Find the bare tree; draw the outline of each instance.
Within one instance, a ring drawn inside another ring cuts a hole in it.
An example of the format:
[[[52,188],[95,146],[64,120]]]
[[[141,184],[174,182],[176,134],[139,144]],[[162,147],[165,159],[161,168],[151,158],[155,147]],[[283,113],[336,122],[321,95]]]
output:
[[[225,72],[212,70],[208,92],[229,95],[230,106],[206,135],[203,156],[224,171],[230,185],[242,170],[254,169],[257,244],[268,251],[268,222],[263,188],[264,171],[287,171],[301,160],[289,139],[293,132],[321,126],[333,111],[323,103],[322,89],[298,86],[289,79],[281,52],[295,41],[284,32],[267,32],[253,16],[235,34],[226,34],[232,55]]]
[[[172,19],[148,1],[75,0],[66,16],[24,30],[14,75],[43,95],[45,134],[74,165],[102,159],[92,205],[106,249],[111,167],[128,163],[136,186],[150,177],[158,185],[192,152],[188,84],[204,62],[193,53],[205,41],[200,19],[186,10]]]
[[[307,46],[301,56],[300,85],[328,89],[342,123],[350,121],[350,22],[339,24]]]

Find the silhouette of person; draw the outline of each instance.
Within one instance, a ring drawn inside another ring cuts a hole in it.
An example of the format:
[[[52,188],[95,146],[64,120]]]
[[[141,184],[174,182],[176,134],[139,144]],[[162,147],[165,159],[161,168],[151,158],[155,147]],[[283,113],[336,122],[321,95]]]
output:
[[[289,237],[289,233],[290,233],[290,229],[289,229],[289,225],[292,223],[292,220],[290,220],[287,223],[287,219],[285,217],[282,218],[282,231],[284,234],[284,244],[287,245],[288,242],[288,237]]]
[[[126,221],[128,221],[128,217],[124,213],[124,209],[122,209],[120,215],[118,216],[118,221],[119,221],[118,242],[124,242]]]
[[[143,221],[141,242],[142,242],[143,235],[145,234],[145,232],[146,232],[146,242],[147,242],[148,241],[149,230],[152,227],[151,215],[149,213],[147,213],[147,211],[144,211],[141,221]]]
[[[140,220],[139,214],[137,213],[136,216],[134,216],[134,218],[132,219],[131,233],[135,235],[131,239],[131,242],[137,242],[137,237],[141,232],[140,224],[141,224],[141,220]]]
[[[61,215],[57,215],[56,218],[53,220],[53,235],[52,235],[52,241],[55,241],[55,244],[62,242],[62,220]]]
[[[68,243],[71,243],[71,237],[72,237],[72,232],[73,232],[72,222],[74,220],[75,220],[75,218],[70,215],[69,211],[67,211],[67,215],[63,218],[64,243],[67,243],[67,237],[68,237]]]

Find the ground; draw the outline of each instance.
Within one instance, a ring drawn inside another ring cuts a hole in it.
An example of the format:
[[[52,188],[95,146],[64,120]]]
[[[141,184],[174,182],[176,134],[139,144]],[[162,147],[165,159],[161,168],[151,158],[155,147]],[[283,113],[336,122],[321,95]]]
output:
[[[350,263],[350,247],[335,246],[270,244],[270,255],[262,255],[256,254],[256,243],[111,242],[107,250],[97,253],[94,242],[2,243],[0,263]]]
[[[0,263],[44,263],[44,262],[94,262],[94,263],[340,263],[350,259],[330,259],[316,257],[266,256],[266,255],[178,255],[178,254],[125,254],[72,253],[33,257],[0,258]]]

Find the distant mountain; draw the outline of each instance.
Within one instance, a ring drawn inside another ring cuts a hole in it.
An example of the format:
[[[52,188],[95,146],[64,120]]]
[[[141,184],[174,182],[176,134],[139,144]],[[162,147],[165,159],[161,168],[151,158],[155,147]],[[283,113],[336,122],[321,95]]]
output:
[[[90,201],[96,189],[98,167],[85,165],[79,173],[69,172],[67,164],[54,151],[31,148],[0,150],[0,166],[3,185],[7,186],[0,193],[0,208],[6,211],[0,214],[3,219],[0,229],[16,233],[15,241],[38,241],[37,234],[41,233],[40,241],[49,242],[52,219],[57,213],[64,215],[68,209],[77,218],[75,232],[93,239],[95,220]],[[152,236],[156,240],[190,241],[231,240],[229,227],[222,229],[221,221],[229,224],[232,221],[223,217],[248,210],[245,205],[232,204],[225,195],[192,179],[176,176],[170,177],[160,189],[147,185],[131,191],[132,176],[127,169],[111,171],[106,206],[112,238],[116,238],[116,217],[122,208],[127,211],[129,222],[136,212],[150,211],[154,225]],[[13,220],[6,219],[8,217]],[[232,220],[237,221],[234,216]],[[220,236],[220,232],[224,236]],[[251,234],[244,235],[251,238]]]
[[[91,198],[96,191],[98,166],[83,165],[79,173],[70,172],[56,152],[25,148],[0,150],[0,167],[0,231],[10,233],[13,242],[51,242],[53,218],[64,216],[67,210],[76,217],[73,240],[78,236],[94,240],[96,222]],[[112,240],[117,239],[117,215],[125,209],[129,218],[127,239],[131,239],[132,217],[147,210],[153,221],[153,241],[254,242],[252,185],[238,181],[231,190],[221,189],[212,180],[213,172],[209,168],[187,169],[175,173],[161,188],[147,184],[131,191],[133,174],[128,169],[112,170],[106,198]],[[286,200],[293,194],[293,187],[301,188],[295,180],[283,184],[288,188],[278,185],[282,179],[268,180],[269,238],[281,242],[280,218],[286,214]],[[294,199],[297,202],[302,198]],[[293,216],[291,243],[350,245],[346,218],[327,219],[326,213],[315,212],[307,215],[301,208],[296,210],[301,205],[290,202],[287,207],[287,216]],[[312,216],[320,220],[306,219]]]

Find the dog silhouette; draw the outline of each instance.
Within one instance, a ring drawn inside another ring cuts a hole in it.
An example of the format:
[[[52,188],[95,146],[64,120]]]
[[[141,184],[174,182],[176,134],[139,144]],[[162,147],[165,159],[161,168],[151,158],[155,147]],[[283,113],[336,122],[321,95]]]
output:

THE PROBLEM
Reproduce the material. Keep every word as written.

SOLUTION FOR THIS EXERCISE
Find the bare tree; draw the outline of each instance.
Within one instance, a ring drawn inside another ring cuts a hole in it.
An example of the format:
[[[52,188],[95,146],[64,120]]]
[[[141,184],[174,182],[176,134],[139,144]],[[162,147],[165,159],[161,168],[151,158],[155,147]],[[283,113],[336,122],[321,95]]]
output:
[[[225,72],[212,70],[208,92],[229,95],[230,106],[206,135],[203,156],[224,171],[230,185],[242,170],[254,169],[257,244],[268,251],[268,222],[263,188],[264,171],[287,171],[301,160],[289,139],[293,132],[321,126],[333,111],[323,103],[322,89],[298,86],[289,79],[281,52],[295,41],[284,32],[267,32],[253,16],[235,34],[226,34],[232,55]]]
[[[172,19],[148,1],[75,0],[66,16],[24,30],[14,75],[43,95],[45,134],[74,165],[102,159],[92,205],[106,249],[111,167],[128,163],[136,186],[150,177],[158,185],[192,152],[188,84],[204,62],[193,53],[205,41],[200,19],[186,10]]]
[[[307,46],[301,56],[300,85],[328,89],[342,123],[350,121],[350,22],[339,24]]]

Find the silhouette of person; draw the outline of each instance.
Within one instance, a ring drawn inside another ring cuts a hole in it.
An example of the format:
[[[52,188],[95,146],[64,120]]]
[[[141,184],[174,182],[176,134],[139,144]],[[162,147],[165,159],[161,168],[151,158],[155,147]],[[283,113],[336,122],[321,95]]]
output:
[[[289,237],[289,233],[290,233],[290,229],[289,229],[289,225],[292,223],[292,220],[290,220],[287,223],[287,219],[285,217],[282,218],[282,231],[284,234],[284,244],[287,245],[288,242],[288,237]]]
[[[126,221],[128,221],[128,217],[124,213],[124,209],[122,209],[120,215],[118,216],[118,221],[119,221],[118,242],[124,242]]]
[[[143,221],[141,242],[142,242],[143,235],[145,234],[145,232],[146,232],[146,242],[147,242],[148,241],[149,230],[152,227],[151,215],[149,213],[147,213],[147,211],[144,211],[141,221]]]
[[[140,220],[139,214],[137,213],[136,216],[134,216],[134,218],[132,219],[131,233],[135,235],[131,239],[131,242],[137,242],[137,237],[141,232],[140,224],[141,224],[141,220]]]
[[[61,215],[57,215],[56,218],[53,220],[53,235],[52,235],[52,241],[55,241],[55,244],[62,242],[62,220]]]
[[[68,243],[71,243],[71,237],[72,237],[72,232],[73,232],[72,222],[74,220],[75,220],[75,218],[70,215],[69,211],[67,211],[67,215],[63,218],[64,243],[67,243],[67,237],[68,237]]]

Find the ground; draw the outline of each instance.
Within one instance, a ring drawn inside another ring cuts a hole in it.
An example of the format:
[[[52,188],[95,146],[64,120]]]
[[[141,184],[174,182],[176,134],[139,144]],[[162,147],[165,159],[161,168],[151,158],[155,147]],[[283,113],[336,122],[321,95]]]
output:
[[[350,263],[350,247],[335,246],[270,244],[270,255],[262,255],[256,254],[256,243],[111,242],[107,250],[97,253],[94,242],[2,243],[0,263]]]
[[[0,263],[44,263],[44,262],[94,262],[94,263],[340,263],[350,259],[330,259],[316,257],[266,256],[266,255],[178,255],[178,254],[125,254],[72,253],[33,257],[0,258]]]

Find the distant mountain; draw the outline of each instance.
Within one instance, a ring drawn inside another ring cuts a hole in it.
An example of the format:
[[[52,188],[95,146],[64,120]]]
[[[141,184],[174,182],[176,134],[139,144]],[[162,147],[165,159],[161,168],[151,158],[155,147]],[[283,113],[336,122],[321,95]]]
output:
[[[90,201],[96,189],[98,167],[85,165],[79,173],[69,172],[67,164],[54,151],[31,148],[0,150],[0,166],[3,185],[7,186],[0,193],[0,208],[6,211],[0,214],[3,219],[0,229],[16,233],[15,241],[38,241],[37,234],[41,233],[40,241],[49,242],[52,219],[57,213],[64,215],[68,209],[77,218],[75,232],[93,239],[95,220]],[[152,236],[156,240],[190,241],[231,240],[229,227],[222,229],[221,221],[229,224],[232,221],[223,217],[248,210],[245,205],[232,204],[225,195],[192,179],[176,176],[170,177],[160,189],[147,185],[131,191],[132,176],[127,169],[111,171],[106,206],[112,238],[116,238],[116,217],[122,208],[127,211],[129,222],[136,212],[150,211],[154,225]],[[13,220],[6,219],[8,217]],[[232,220],[237,221],[234,216]],[[220,236],[220,232],[224,236]],[[251,234],[244,235],[251,238]]]
[[[91,198],[96,191],[98,166],[83,165],[79,173],[70,172],[56,152],[25,148],[0,150],[0,167],[0,231],[10,233],[13,242],[51,242],[53,218],[64,216],[67,210],[76,217],[73,240],[78,236],[94,240],[96,222]],[[112,240],[117,239],[117,215],[125,209],[129,218],[127,239],[131,239],[132,217],[147,210],[153,221],[153,241],[254,242],[252,185],[238,181],[231,190],[221,189],[212,180],[213,172],[209,168],[187,169],[175,173],[161,188],[147,184],[131,191],[133,174],[128,169],[112,170],[106,198]],[[286,200],[293,194],[293,187],[301,188],[295,180],[283,184],[288,188],[278,185],[282,179],[268,180],[269,238],[281,242],[280,218],[286,214]],[[294,199],[297,202],[302,198]],[[293,216],[291,243],[350,245],[346,218],[327,219],[326,213],[315,212],[307,215],[301,208],[296,210],[301,205],[290,202],[287,207],[287,216]],[[312,216],[320,220],[306,219]]]

Find the dog silhouette; draw the outline of each instance.
Within one instance, a ring drawn inside another ring cuts a hole in it.
An example of the format:
[[[52,188],[95,146],[64,120]]]
[[[141,184],[174,182],[176,134],[139,144]],[[162,147],[165,159],[161,168],[151,158],[155,147]],[[283,113],[336,122],[321,95]]]
output:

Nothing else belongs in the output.